▸ WHAT IS BEING ASKED
Reproduce the lines below word for word, omitting the picture.

▸ MATERIAL
- - -

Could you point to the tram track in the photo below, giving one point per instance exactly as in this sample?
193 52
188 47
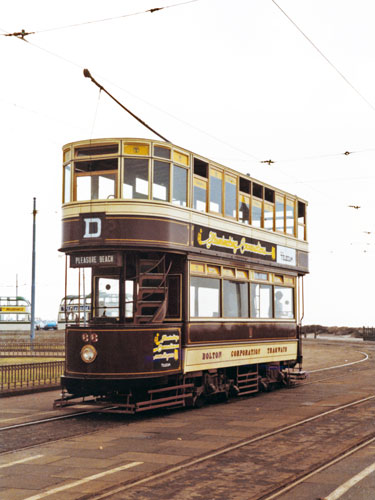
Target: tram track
88 412
220 458
269 495
292 484
49 420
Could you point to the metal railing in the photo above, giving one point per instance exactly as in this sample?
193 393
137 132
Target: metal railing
15 377
9 348
368 333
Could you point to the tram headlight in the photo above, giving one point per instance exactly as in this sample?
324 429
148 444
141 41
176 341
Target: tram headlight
88 353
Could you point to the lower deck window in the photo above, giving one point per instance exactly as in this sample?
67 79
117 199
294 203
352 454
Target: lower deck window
204 297
261 301
108 297
235 299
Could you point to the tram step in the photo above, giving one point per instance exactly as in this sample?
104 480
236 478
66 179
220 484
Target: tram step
150 303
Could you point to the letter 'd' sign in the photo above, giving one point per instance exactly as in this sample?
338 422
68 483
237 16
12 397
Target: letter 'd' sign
93 227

- - -

▸ ANSWER TO THIS TASK
Could you point to the tram track in the photo below, giving one point per instance exactly as in this sample?
193 52
188 47
Target: tram track
88 412
220 458
269 495
292 484
49 420
Could you point to the metal railing in the photo above, giving one point per instance exactly as in this sample?
193 393
137 132
Target: metal railing
15 377
9 348
368 333
Could you point to the tram headlight in the photo above, giving one point per instance exactly as in this sample?
324 429
148 444
141 41
176 341
Target: tram headlight
88 353
Could you point to the lower deck window in the photo above, giving one point per instance exactly as in this sample?
67 79
117 199
294 203
352 454
Target: lower deck window
204 297
261 301
108 297
235 299
Could you point to the tram step in the photo above, giving one point per instance exactly as in this sample?
104 480
236 478
66 179
220 484
Target: tram step
150 303
Could you point to the letter 'd' sign in the photo above, giving one point per instance exactly as in this sample?
338 422
68 483
237 16
12 397
Target: letter 'd' sign
93 227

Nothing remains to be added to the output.